--- Begin TEXT SECTION ---

We didn’t investigate this further since we decided against using Grouper for group management.

Numeric GIDs#

Getting numeric GIDs into the LDAP entries for each group isn’t well-supported by COmanage. The LDAP connector does not have an option to add arbitrary group identifiers to the group LDAP entry.

We decided to avoid this problem by assigning UIDs and GIDs outside of COmanage using Google Firestore. Here are a few other possible options we considered.

COmanage group REST API#

Arbitrary identifiers can be added to groups, so a group can be configured with an auto-incrementing unique identifier in the same way that we do for users, using a base number of 200000 instead of 100000 to keep the UIDs and GIDs distinct (allowing the UID to be used as the GID of the primary group). Although that identifier isn’t exposed in LDAP, it can be read via the COmanage REST API using a URL such as:

https://<registry-url>/registry/identifiers.json?cogroupid=7

The group ID can be obtained from the /registry/co_groups.json route, searching on a specific coid. Middleware running on the Rubin Science Platform could cache the GID information for every group, refresh it periodically, and query for the GID of a new group when seen.

voPosixGroup#

Another option is to enable voPosixGroup and generate group IDs that way. However, that process is somewhat complex.

COmanage Registry has the generic notion of a Cluster. A Cluster is used to represent a CO Person’s accounts with a given application or service.

Cluster functionality is implemented by Cluster Plugins. Right now there is one Cluster Plugin that comes out of the box with COmanage, the UnixCluster plugin.

The UnixCluster plugin is configured with a “GID Type.” From the documentation: “When a CO Group is mapped to a Unix Cluster Group, the CO Group Identifier of this type will be used as the group’s numeric ID.” CO Person can then have a UnixCluster account that has associated with it a UnixCluster Group, and the group will have a GID identifier.

--- End TEXT SECTION ---
--- Begin EXTRACTED DATA ---

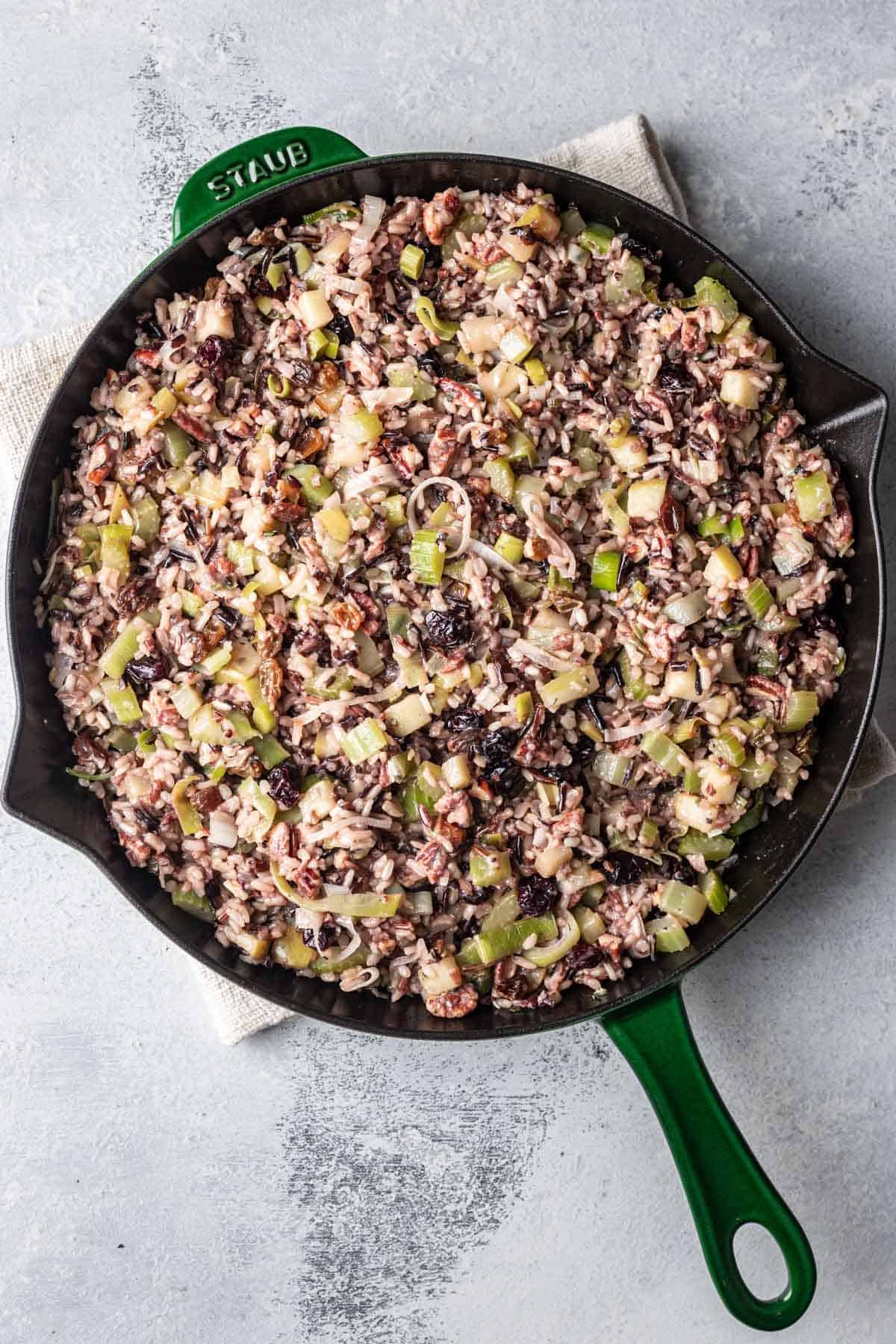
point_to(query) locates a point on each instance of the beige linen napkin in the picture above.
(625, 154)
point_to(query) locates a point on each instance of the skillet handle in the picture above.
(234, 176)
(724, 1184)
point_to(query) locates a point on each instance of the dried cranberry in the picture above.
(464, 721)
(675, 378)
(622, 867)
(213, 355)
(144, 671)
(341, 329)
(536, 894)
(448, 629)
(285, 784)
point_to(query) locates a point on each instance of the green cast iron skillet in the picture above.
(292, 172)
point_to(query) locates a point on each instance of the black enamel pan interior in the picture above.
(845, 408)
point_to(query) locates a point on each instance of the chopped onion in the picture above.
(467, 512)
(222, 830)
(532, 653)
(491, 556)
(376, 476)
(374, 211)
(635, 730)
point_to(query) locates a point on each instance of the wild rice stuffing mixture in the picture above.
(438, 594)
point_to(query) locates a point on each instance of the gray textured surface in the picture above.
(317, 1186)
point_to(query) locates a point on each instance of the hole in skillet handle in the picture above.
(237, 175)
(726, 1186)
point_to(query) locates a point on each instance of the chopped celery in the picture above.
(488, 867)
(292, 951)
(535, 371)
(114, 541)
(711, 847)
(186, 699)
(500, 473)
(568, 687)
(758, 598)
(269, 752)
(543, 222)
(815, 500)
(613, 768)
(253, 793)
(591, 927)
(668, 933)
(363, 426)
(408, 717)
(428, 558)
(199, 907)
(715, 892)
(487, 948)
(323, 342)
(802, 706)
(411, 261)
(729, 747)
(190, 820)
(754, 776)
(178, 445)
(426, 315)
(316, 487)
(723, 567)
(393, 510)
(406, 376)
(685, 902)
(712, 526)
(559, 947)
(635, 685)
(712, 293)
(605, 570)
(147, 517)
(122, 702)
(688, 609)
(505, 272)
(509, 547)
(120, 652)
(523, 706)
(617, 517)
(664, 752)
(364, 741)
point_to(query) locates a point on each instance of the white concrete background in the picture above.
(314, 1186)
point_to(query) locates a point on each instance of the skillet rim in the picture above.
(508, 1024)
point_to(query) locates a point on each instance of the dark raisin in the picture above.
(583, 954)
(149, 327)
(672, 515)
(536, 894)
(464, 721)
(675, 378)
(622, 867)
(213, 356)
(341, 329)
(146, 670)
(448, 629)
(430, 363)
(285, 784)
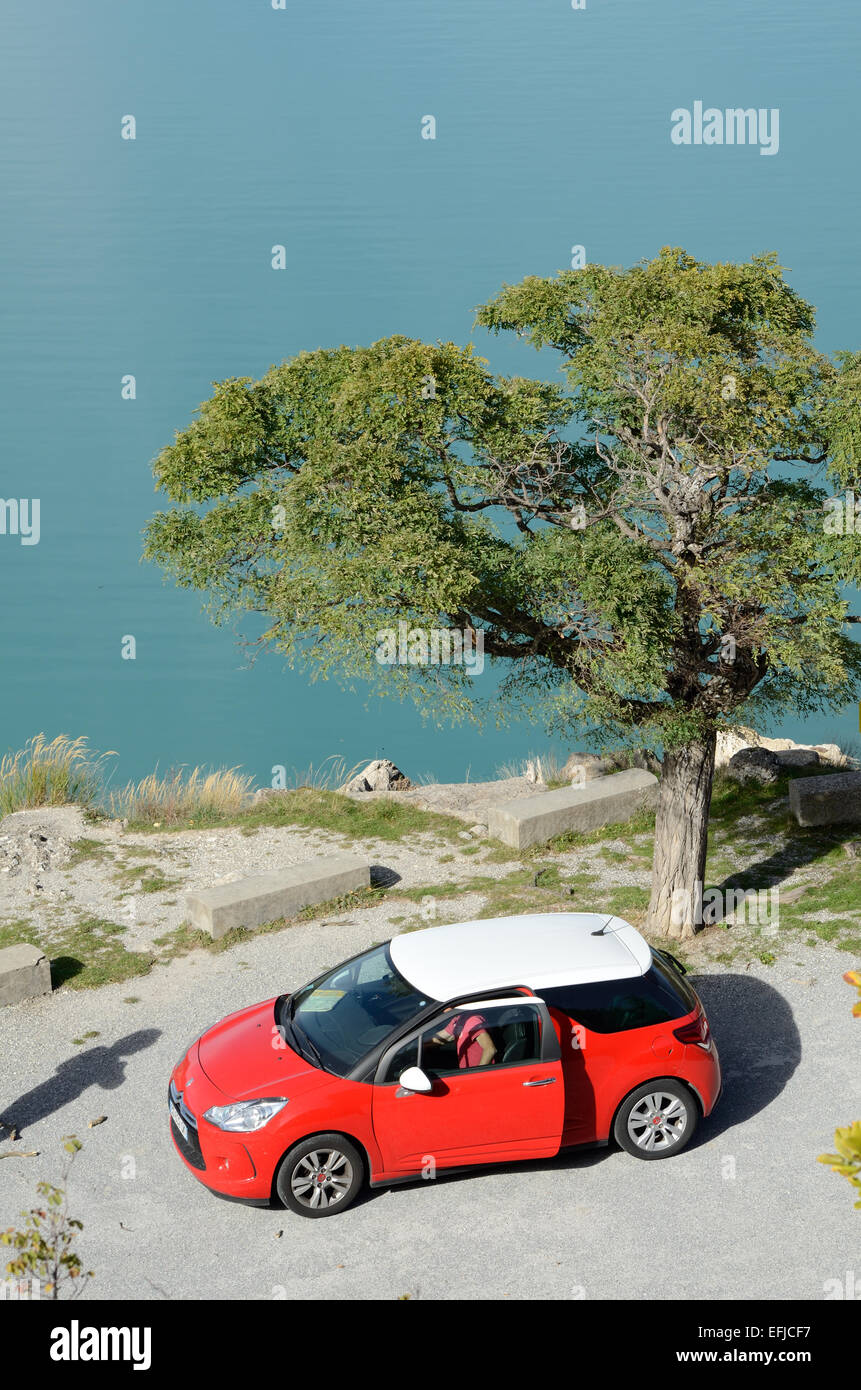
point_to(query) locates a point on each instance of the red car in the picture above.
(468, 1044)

--- End EXTRACTED DATA ---

EXERCISE -> Extend the text above on assigning numeric GIDs to COmanage groups, starting right after its final sentence.

ANSWER TO THE EXERCISE ->
To have the information about the UnixCluster and the UnixCluster Group provisioned into LDAP using the voPosixAccount objectClass, define a CO Service for the UnixCluster. In that configuration you need to specify a “short label”, which will become value for an LDAP attribute option. Since the voPosixAccount objectClass attributes are multi-valued, you can represent multiple “clusters,” and they are distinguised by using that LDAP attribute option value. For example:

dn: voPersonID=LSST100000,ou=people,o=LSST,o=CO,dc=lsst,dc=org
sn: KORANDA
cn: SCOTT KORANDA
objectClass: person
objectClass: organizationalPerson
objectClass: inetOrgPerson
objectClass: eduMember
objectClass: voPerson
objectClass: voPosixAccount
givenName: SCOTT
mail: SKORANDA@CS.WISC.EDU
uid: http://cilogon.org/server/users/2604273
isMemberOf: CO:members:all
isMemberOf: CO:members:active
isMemberOf: scott.koranda UnixCluster Group
voPersonID: LSST100000
voPosixAccountUidNumber;scope-primary: 1000000
voPosixAccountGidNumber;scope-primary: 1000000
voPosixAccountHomeDirectory;scope-primary: /home/scott.koranda

This reflects a CO Service for the UnixAccount using the short label “primary.” With a second UnixCluster and CO Service with short label “slac” to represent an account at SLAC, this record would have additionally:

voPosixAccountGidNumber;scope-slac: 1000001

The UnixCluster object and UnixCluster Group objects and all the identifiers are usually established during an enrollment flow.

Grouper#

Grouper does not have built-in support for assigning numeric GIDs to each group out of some range. It is possible to cobble something together using the idIndex that Grouper generates (see this discussion and this documentation), but it would require some development.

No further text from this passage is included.